# start of EXCERPTED PASSAGE

In June, Policy Leaders Fellows convened for CSaP’s 38th Policy Leaders Fellows day on the theme ‘Reducing serious violence and understanding what it means to feel "safer"’. Professor Manuel Eisner gave a talk on the key challenges and policy priorities for achieving the government’s Safer Streets Mission.
Professor Eisner opened by outlining how Labour's ambitious Safer Streets Mission fits into a wider agenda of setting long-term policy goals. Such goals are essential to support strategic leadership, but they also come with challenges. For example, some goals such as seeking to ‘restore confidence in the police and criminal justice system’ have a subjective element, and it is unclear how we might achieve them. Also, the strength of the evidence-base for the proposed interventions varies. Increasing police staffing has been shown to be particularly effective in reducing violent street crime in particular. However, for measures such as introducing specialist courts to handle rape cases, the evidence is currently less unequivocal.
A further challenge highlighted was a ‘knowledge gap’ in how to reduce violence. Most of the scientific evidence base that informs policy-making comes from randomised controlled trials, where clearly defined interventions are delivered to high standards. However, much less is known about the complex processes that lead to a decline of violence in entire cities or societies, and how governments can take measures that support such population-wide change.
Trends in violence rates
The talk next explored why population-wide declines in violence happen, and what governments can do to make these declines happen. Using the example of violence reduction in the UK, data was shown on how violent victimisation and domestic burglaries have declined consistently since 1998, and homicide rates have declined across all four UK nations from 1998 before reaching a plateau in 2013.
Although unrelated to violence, similar trends are seen in behavioural indicators in teenagers, such as smoking tobacco, drinking alcohol and using drugs which have all declined since the late 1990s. Professor Eisner hypothesised that these trends, including those on violent crimes, are seen due to offenders exhibiting various of these ‘problem behaviours’, and the declines are not linked to targeting one specific behaviour. Increased monitoring since the 1990s like CCTV cameras and mobile phone data, policies on tobacco and alcohol use, and cultural changes could all feed into reducing these problem behaviours including violent crimes, despite the policies not being designed primarily to reduce violence.

# end of EXCERPTED PASSAGE
# start of RAW DATA

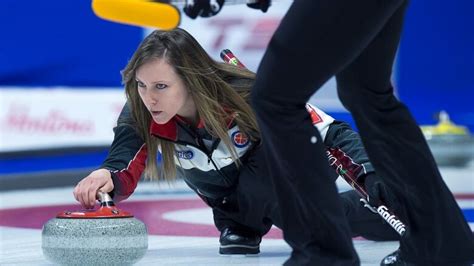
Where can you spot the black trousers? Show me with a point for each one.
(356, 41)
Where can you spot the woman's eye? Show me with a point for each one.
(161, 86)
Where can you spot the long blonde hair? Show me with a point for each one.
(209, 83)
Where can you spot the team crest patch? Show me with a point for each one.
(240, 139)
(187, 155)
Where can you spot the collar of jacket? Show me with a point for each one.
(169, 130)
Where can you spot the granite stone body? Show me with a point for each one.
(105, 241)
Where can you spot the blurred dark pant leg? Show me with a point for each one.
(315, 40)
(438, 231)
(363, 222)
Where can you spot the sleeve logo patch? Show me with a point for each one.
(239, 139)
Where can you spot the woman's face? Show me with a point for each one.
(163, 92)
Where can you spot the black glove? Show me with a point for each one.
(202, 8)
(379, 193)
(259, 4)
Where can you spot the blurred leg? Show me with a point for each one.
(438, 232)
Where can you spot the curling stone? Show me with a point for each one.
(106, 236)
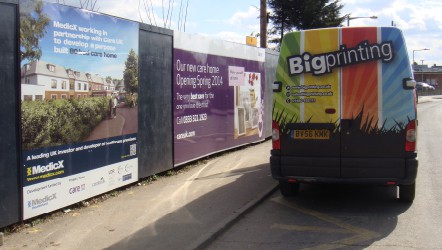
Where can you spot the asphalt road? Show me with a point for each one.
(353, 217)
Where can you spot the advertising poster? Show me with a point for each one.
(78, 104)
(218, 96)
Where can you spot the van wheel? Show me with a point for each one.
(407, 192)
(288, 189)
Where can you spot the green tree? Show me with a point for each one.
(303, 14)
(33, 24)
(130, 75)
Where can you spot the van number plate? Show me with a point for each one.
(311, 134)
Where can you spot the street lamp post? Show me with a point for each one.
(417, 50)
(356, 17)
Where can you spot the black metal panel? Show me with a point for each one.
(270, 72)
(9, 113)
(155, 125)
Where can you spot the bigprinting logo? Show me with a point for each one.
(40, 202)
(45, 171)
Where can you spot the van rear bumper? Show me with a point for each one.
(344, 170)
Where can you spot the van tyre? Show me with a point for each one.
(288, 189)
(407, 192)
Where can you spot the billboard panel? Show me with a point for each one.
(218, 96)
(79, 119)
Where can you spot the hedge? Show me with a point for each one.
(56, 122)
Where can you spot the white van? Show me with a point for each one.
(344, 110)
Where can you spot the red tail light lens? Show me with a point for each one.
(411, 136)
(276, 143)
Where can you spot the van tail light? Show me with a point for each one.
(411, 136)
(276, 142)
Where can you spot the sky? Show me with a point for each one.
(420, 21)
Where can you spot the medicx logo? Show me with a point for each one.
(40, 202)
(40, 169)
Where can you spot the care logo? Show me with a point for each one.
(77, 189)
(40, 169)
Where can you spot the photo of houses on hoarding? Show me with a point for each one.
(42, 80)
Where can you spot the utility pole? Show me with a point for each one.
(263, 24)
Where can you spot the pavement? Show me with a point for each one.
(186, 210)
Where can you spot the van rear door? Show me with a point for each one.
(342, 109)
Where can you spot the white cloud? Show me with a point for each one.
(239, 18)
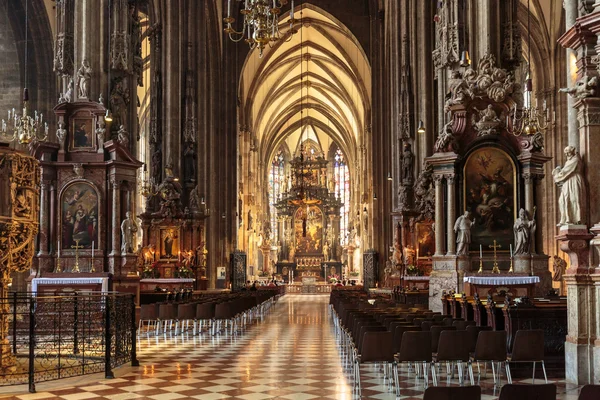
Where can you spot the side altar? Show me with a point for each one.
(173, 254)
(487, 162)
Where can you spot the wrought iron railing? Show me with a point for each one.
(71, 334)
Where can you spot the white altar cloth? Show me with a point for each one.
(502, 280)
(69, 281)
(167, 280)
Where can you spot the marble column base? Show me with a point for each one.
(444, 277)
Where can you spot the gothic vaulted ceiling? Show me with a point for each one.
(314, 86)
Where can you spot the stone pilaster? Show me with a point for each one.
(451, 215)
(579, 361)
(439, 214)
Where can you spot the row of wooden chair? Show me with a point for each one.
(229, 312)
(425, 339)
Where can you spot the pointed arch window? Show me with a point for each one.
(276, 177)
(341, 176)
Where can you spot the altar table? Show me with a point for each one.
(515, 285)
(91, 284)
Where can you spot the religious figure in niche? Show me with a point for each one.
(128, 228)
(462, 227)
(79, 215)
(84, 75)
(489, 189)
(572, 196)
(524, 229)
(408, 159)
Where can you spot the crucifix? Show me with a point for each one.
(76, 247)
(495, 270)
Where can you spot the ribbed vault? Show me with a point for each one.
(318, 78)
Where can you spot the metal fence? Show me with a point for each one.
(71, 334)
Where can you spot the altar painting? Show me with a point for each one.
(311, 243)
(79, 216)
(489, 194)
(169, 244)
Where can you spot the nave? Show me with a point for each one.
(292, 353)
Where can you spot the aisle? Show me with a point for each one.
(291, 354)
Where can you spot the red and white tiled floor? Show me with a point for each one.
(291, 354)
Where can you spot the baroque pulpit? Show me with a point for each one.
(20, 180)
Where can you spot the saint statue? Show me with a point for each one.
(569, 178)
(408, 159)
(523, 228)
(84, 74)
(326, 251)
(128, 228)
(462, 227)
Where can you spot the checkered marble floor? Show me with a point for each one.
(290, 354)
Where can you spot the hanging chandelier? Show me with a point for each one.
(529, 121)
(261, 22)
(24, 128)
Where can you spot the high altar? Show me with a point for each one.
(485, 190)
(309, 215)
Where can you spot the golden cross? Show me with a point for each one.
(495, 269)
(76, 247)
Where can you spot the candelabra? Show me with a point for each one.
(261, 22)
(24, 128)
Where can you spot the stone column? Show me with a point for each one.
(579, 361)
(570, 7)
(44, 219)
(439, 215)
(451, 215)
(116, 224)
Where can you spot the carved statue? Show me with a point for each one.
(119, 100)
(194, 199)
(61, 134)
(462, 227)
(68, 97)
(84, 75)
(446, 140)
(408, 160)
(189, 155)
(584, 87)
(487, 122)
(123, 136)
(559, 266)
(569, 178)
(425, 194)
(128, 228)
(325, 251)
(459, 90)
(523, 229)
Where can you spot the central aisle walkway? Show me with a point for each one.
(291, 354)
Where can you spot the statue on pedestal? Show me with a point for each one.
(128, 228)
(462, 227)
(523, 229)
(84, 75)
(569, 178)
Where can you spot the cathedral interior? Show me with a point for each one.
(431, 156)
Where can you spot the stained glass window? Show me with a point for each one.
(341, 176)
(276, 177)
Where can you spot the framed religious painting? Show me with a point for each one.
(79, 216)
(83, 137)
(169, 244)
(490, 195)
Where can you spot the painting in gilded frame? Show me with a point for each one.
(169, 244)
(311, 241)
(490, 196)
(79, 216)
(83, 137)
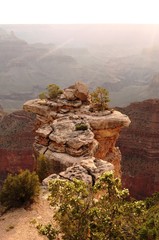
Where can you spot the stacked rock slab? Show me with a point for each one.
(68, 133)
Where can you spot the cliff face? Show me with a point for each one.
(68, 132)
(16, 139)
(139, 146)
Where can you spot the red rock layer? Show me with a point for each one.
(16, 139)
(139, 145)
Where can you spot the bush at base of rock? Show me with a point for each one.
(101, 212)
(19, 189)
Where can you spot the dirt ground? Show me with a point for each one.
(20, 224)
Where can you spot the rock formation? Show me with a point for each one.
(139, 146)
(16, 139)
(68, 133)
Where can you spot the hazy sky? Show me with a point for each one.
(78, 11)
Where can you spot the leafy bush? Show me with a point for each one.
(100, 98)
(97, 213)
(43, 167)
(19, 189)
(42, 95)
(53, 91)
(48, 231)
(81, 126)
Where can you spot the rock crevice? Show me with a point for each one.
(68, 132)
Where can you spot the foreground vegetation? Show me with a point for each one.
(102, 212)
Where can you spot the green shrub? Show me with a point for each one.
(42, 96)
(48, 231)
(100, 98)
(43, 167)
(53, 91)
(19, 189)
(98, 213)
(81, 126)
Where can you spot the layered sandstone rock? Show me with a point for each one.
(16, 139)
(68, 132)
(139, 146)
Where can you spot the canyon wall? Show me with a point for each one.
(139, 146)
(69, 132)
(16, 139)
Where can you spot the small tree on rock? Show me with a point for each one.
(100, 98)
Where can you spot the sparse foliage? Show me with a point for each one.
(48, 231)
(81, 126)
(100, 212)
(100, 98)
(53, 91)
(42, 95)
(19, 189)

# end of RAW DATA

* [SET TASKS]
1. Which behavioral indicators in teenagers does the passage on reducing serious violence say have declined since the late 1990s? List them.
2. Pick up the passage on reducing serious violence after its final sentence and write the next paragraph.
The records have nothing to do with what comes next.

* [PER-TASK OUTPUTS]
1.
- Smoking tobacco
- Drinking alcohol
- Using drugs

2.
Violence reduction policies
Professor Eisner spoke about the need for targeted measures in defined spaces for specific behaviours in order to reduce violence. For instance, he discussed how anti-bullying programmes and prevention of school exclusions, as well as evidence-based policing strategies like crime hotspot policing in public spaces, reduce violent crimes. He also noted violence prevention policies alone are limited in their potential to reduce violence across a whole population. This led to an exploration of how policies beyond crime control can reduce violence. He mentioned two toolkits by the Youth Endowment Fund and the College of Policing that have collated data to show evidence that programmes such as nutrition initiatives in schools, and broader measures to better address mental health needs of young people can help to reduce violence and crime.
One case study that Professor Eisner spoke about was how Singapore and Jamaica, which were both formerly part of the British Empire, have completely diverged in terms of violent crime trends since becoming independent in the 1960s. He suggested that Singapore’s housing policies played a role in a downward trend in violent crimes, as this avoided spatial segregation. In contrast, rapid development in urban areas of Jamaica led to concentrations of deprivation and disadvantage along with an increase in crime in these localised areas.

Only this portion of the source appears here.